PAGE EXTRACT:
=== Begin Enclosure ===

The austere interior of this Franciscan basilica is a shock after the magnificent neo-Gothic facade enlivened by varying shades of coloured marble. Most visitors come to see the tombs of Michelangelo, Galileo and Ghiberti, but frescoes by Giotto in the chapels right of the altar are the real highlights. The basilica was designed by Arnolfo di Cambio between 1294 and 1385 and owes its name to a splinter of the Holy Cross donated by King Louis of France in 1258.
Some of its frescoed chapels are much better preserved than others – Giotto's murals featuring John the Baptist in the Cappella Peruzzi (1310–20) are in particularly poor condition. Those painted between 1320 and 1328 in the Cappella Bardi depicting scenes from the life of St Francis have fared better. Giotto's assistant and most loyal pupil, Taddeo Gaddi, frescoed the neighbouring Cappella Majeure (currently being restored) and nearby Cappella Baroncelli (1328–38); the latter takes as its subject the life of the Virgin.
Taddeo's son Agnolo painted the Cappella Castellani (1385), with frescoes depicting the life of St Nicholas, and was also responsible for the frescoes above the altar.

=== End Enclosure ===

WHAT THIS EXERCISE ASKS:
a) Determine whether each statement below agrees with the passage on the Franciscan basilica, answering yes or no and quoting the deciding words of the passage: (i) The basilica was designed by Arnolfo di Cambio. (ii) Giotto's murals in the Cappella Peruzzi are better preserved than the frescoes in the Cappella Bardi. (iii) The frescoes of the Cappella Baroncelli take the life of St Nicholas as their subject.
b) Reproduce the passage on the Franciscan basilica word for word between "Some of its" and "above the altar.", inclusive.
c) Extend the passage on the Franciscan basilica, continuing from its final sentence.

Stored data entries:
=== Begin Enclosure ===

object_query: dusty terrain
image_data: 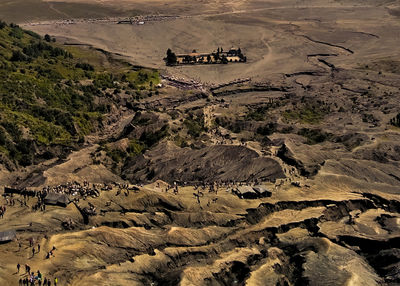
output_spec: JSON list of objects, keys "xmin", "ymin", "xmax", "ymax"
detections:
[{"xmin": 0, "ymin": 0, "xmax": 400, "ymax": 285}]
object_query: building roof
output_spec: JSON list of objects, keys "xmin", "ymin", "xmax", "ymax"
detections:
[{"xmin": 0, "ymin": 230, "xmax": 17, "ymax": 242}]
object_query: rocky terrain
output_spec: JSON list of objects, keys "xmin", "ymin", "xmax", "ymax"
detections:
[{"xmin": 0, "ymin": 1, "xmax": 400, "ymax": 285}]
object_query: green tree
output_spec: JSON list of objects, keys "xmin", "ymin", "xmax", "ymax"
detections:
[{"xmin": 44, "ymin": 34, "xmax": 51, "ymax": 42}]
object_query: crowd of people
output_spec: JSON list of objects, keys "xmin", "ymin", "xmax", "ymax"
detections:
[
  {"xmin": 16, "ymin": 244, "xmax": 58, "ymax": 286},
  {"xmin": 0, "ymin": 206, "xmax": 7, "ymax": 218}
]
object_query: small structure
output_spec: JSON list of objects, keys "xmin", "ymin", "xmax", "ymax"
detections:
[
  {"xmin": 0, "ymin": 230, "xmax": 17, "ymax": 243},
  {"xmin": 44, "ymin": 193, "xmax": 71, "ymax": 207}
]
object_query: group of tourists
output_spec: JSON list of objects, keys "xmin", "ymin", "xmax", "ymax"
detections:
[{"xmin": 17, "ymin": 244, "xmax": 58, "ymax": 286}]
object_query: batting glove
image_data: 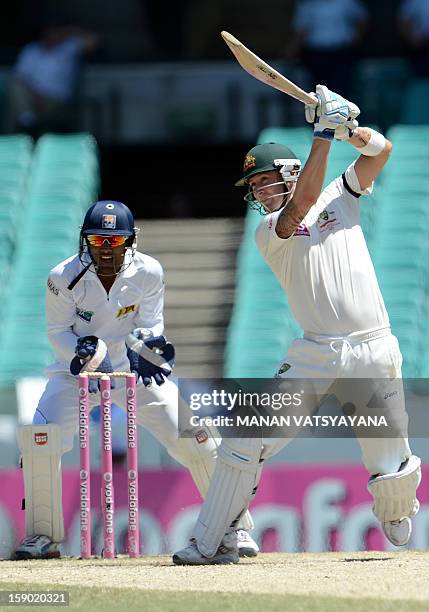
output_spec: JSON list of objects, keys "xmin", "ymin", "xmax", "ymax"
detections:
[
  {"xmin": 125, "ymin": 331, "xmax": 176, "ymax": 387},
  {"xmin": 70, "ymin": 336, "xmax": 115, "ymax": 393},
  {"xmin": 305, "ymin": 85, "xmax": 360, "ymax": 140}
]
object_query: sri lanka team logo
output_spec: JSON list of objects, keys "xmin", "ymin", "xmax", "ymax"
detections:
[{"xmin": 116, "ymin": 304, "xmax": 137, "ymax": 319}]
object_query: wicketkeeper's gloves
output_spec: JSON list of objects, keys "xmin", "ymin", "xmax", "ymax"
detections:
[
  {"xmin": 125, "ymin": 330, "xmax": 176, "ymax": 387},
  {"xmin": 305, "ymin": 85, "xmax": 360, "ymax": 140},
  {"xmin": 70, "ymin": 336, "xmax": 115, "ymax": 393}
]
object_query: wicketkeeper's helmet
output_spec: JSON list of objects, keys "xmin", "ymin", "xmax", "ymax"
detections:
[{"xmin": 81, "ymin": 200, "xmax": 135, "ymax": 236}]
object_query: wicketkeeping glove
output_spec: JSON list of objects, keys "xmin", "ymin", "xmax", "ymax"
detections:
[
  {"xmin": 305, "ymin": 85, "xmax": 360, "ymax": 140},
  {"xmin": 125, "ymin": 330, "xmax": 176, "ymax": 387},
  {"xmin": 70, "ymin": 336, "xmax": 115, "ymax": 393}
]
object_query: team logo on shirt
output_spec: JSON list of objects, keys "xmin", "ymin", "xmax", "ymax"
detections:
[
  {"xmin": 101, "ymin": 215, "xmax": 116, "ymax": 229},
  {"xmin": 76, "ymin": 308, "xmax": 94, "ymax": 323},
  {"xmin": 317, "ymin": 210, "xmax": 339, "ymax": 233},
  {"xmin": 116, "ymin": 304, "xmax": 137, "ymax": 319},
  {"xmin": 293, "ymin": 223, "xmax": 310, "ymax": 236}
]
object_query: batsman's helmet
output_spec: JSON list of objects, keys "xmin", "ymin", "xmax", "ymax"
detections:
[
  {"xmin": 235, "ymin": 142, "xmax": 301, "ymax": 214},
  {"xmin": 235, "ymin": 142, "xmax": 301, "ymax": 187}
]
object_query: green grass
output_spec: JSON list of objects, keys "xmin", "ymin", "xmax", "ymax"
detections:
[{"xmin": 0, "ymin": 576, "xmax": 428, "ymax": 612}]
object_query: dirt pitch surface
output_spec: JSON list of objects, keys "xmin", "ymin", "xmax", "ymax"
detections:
[{"xmin": 0, "ymin": 551, "xmax": 429, "ymax": 608}]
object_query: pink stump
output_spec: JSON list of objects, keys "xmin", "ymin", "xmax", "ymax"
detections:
[
  {"xmin": 126, "ymin": 375, "xmax": 140, "ymax": 557},
  {"xmin": 79, "ymin": 375, "xmax": 91, "ymax": 559},
  {"xmin": 100, "ymin": 375, "xmax": 115, "ymax": 559}
]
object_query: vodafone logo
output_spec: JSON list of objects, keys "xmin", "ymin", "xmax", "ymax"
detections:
[{"xmin": 34, "ymin": 432, "xmax": 48, "ymax": 446}]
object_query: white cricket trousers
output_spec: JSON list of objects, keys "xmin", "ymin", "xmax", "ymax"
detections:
[{"xmin": 33, "ymin": 373, "xmax": 216, "ymax": 465}]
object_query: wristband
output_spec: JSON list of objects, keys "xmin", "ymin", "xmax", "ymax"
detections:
[{"xmin": 352, "ymin": 128, "xmax": 386, "ymax": 157}]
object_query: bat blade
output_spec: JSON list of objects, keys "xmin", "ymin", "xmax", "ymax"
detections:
[{"xmin": 221, "ymin": 30, "xmax": 317, "ymax": 104}]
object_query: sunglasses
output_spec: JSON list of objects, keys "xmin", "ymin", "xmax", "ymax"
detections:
[{"xmin": 86, "ymin": 234, "xmax": 128, "ymax": 248}]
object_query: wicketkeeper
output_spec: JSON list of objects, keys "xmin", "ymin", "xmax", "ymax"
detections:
[
  {"xmin": 173, "ymin": 85, "xmax": 421, "ymax": 565},
  {"xmin": 14, "ymin": 201, "xmax": 258, "ymax": 559}
]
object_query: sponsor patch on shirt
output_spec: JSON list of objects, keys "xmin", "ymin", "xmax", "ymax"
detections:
[
  {"xmin": 116, "ymin": 304, "xmax": 137, "ymax": 319},
  {"xmin": 76, "ymin": 308, "xmax": 94, "ymax": 323},
  {"xmin": 48, "ymin": 278, "xmax": 60, "ymax": 295},
  {"xmin": 101, "ymin": 215, "xmax": 116, "ymax": 229},
  {"xmin": 293, "ymin": 223, "xmax": 310, "ymax": 236}
]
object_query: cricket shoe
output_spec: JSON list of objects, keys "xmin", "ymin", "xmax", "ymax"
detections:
[
  {"xmin": 235, "ymin": 529, "xmax": 259, "ymax": 557},
  {"xmin": 11, "ymin": 535, "xmax": 61, "ymax": 561},
  {"xmin": 173, "ymin": 532, "xmax": 240, "ymax": 565},
  {"xmin": 383, "ymin": 516, "xmax": 412, "ymax": 546}
]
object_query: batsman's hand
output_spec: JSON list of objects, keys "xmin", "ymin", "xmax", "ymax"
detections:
[
  {"xmin": 305, "ymin": 85, "xmax": 360, "ymax": 140},
  {"xmin": 70, "ymin": 336, "xmax": 115, "ymax": 393},
  {"xmin": 125, "ymin": 330, "xmax": 176, "ymax": 387}
]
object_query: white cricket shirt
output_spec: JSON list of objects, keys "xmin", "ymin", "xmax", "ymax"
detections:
[
  {"xmin": 46, "ymin": 252, "xmax": 164, "ymax": 373},
  {"xmin": 256, "ymin": 164, "xmax": 389, "ymax": 336}
]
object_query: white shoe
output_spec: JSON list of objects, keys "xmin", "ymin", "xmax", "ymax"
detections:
[
  {"xmin": 383, "ymin": 516, "xmax": 412, "ymax": 546},
  {"xmin": 11, "ymin": 535, "xmax": 61, "ymax": 561},
  {"xmin": 173, "ymin": 532, "xmax": 240, "ymax": 565},
  {"xmin": 235, "ymin": 529, "xmax": 259, "ymax": 557}
]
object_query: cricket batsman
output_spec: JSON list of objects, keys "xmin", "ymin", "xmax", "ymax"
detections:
[{"xmin": 173, "ymin": 85, "xmax": 421, "ymax": 565}]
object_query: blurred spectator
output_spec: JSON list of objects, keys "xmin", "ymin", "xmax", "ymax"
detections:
[
  {"xmin": 286, "ymin": 0, "xmax": 368, "ymax": 97},
  {"xmin": 399, "ymin": 0, "xmax": 429, "ymax": 78},
  {"xmin": 5, "ymin": 20, "xmax": 98, "ymax": 137}
]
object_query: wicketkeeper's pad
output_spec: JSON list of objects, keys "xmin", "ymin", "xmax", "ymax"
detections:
[{"xmin": 17, "ymin": 423, "xmax": 64, "ymax": 542}]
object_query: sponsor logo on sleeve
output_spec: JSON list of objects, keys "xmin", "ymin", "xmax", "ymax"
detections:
[
  {"xmin": 76, "ymin": 308, "xmax": 94, "ymax": 323},
  {"xmin": 293, "ymin": 223, "xmax": 310, "ymax": 236},
  {"xmin": 116, "ymin": 304, "xmax": 137, "ymax": 319},
  {"xmin": 48, "ymin": 278, "xmax": 60, "ymax": 295}
]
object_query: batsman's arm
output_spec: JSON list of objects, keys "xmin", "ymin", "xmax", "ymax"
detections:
[
  {"xmin": 276, "ymin": 138, "xmax": 331, "ymax": 238},
  {"xmin": 348, "ymin": 127, "xmax": 393, "ymax": 191}
]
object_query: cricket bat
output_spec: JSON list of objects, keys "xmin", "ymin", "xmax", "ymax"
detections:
[{"xmin": 221, "ymin": 30, "xmax": 318, "ymax": 104}]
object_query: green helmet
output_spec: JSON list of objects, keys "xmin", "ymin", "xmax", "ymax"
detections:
[{"xmin": 235, "ymin": 142, "xmax": 301, "ymax": 187}]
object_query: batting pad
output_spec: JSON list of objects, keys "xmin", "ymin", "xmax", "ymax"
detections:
[
  {"xmin": 177, "ymin": 436, "xmax": 255, "ymax": 531},
  {"xmin": 193, "ymin": 439, "xmax": 262, "ymax": 557},
  {"xmin": 17, "ymin": 423, "xmax": 64, "ymax": 542},
  {"xmin": 368, "ymin": 455, "xmax": 422, "ymax": 523}
]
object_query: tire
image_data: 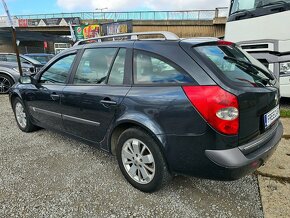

=== End Enclosure ===

RESULTS OF THE EXERCISE:
a)
(i) Yes: "The basilica was designed by Arnolfo di Cambio between 1294 and 1385"
(ii) No: "Giotto's murals featuring John the Baptist in the Cappella Peruzzi (1310–20) are in particularly poor condition. Those painted between 1320 and 1328 in the Cappella Bardi depicting scenes from the life of St Francis have fared better."
(iii) No: "the latter takes as its subject the life of the Virgin."

b)
Some of its frescoed chapels are much better preserved than others – Giotto's murals featuring John the Baptist in the Cappella Peruzzi (1310–20) are in particularly poor condition. Those painted between 1320 and 1328 in the Cappella Bardi depicting scenes from the life of St Francis have fared better. Giotto's assistant and most loyal pupil, Taddeo Gaddi, frescoed the neighbouring Cappella Majeure (currently being restored) and nearby Cappella Baroncelli (1328–38); the latter takes as its subject the life of the Virgin.
Taddeo's son Agnolo painted the Cappella Castellani (1385), with frescoes depicting the life of St Nicholas, and was also responsible for the frescoes above the altar.

c)
From the transept chapels a doorway designed by Michelozzo leads into a corridor, off which is the Sagrestia (Sacristy), an enchanting 14th-century room with Taddeo Gaddi's fresco of the Crucifixion. On the left as you enter, look for the late-15th-century glazed terracotta bust of Christ by Andrea della Robbia, all too often overshadowed by the large painted wooden cross (c 1288) by Cimabue suspended from the wooden ceiling. One of many priceless artworks to be damaged in the 1966 floods that inundated Santa Croce in more than 4m of water, the crucifix took 10 years to restore and has since become a symbol of the catastrophe that struck the city and its subsequent comeback.
Through the next room, the church bookshop, you can access the Scuola del Cuoio, a leather school where you can see bags being fashioned and buy the finished products.
At the end of the corridor is a Medici chapel with a fine two-tone altarpiece in glazed terracotta by Andrea della Robbia. This was the original burial place of Galileo, from his death in 1642 until 1737 when arrangements were finally made for his reburial in the nave of the basilica. A small room to the left of the altar contains a bust of the scientist and a plaque marking the spot where his first tomb was.
Post-chapel, backtrack to the church and follow the 'Uscita' (exit) sign, opposite the main entrance, to access the basilica's two serene cloisters designed by Brunelleschi just before his death in 1446. His unfinished Cappella de' Pazzi, on the left at the end of the first cloister, is notable for its harmonious lines and restrained terracotta medallions of the Apostles by Luca della Robbia, and is a masterpiece of Renaissance architecture. It was built for, but never used by, the wealthy banking family destroyed in the 1478 Pazzi Conspiracy – when papal sympathisers sought to overthrow Lorenzo il Magnifico and the Medici dynasty.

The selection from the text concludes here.